Do this: In the listing below, render as a JSON list of strings the stretch from the line containing "Where can the gym" through the end of the listing, with each line as a separate string and blank lines omitted.

(Excerpts from point annotation data)
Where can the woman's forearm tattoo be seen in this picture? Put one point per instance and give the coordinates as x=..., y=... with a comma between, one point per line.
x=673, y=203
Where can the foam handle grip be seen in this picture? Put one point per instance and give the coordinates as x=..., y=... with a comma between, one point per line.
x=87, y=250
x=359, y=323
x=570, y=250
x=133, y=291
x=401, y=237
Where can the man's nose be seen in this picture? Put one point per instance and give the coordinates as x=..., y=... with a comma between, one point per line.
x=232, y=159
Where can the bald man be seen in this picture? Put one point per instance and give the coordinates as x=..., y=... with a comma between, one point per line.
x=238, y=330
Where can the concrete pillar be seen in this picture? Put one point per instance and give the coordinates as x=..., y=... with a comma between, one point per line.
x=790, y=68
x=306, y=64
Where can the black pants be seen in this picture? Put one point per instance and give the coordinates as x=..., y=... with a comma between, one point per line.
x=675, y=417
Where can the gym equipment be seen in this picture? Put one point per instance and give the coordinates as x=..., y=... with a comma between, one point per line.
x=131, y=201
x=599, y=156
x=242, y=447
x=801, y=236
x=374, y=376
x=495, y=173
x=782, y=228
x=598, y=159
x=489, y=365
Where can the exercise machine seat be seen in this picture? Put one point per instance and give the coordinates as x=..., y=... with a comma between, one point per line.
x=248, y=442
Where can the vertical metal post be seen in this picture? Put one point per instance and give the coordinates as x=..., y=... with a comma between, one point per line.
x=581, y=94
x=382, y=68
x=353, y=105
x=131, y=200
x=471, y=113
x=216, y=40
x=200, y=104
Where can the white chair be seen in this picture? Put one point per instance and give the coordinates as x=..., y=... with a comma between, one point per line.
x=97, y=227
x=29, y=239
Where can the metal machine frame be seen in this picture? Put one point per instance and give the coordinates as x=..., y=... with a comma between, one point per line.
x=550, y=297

Output of the task:
[
  "Where can the gym equipment be seen in this picture? Put one point per instance and give the coordinates as x=..., y=... with a comma between, one point per line.",
  "x=131, y=201",
  "x=599, y=156",
  "x=242, y=447",
  "x=801, y=236",
  "x=374, y=376",
  "x=495, y=173",
  "x=782, y=228",
  "x=598, y=159",
  "x=489, y=365",
  "Where can the exercise machine seat be seen in this picture? Put one point per instance and give the coordinates as x=..., y=... with a comma between, one point per line.",
  "x=248, y=442",
  "Where can the vertical metal post be seen in this picture? Put one point per instance and give the coordinates as x=..., y=... with a comma between, one point per line.",
  "x=581, y=94",
  "x=382, y=68",
  "x=353, y=105",
  "x=131, y=200",
  "x=471, y=113",
  "x=216, y=40",
  "x=200, y=104",
  "Where can the white chair be seen in this picture? Put one point per instance and give the coordinates as x=..., y=... with a comma between, one point per line.",
  "x=97, y=227",
  "x=29, y=239",
  "Where can the metal machine frame be seen in this picture? Put one point per instance and give the coordinates as x=..., y=... with a comma between, one point per line.",
  "x=550, y=297"
]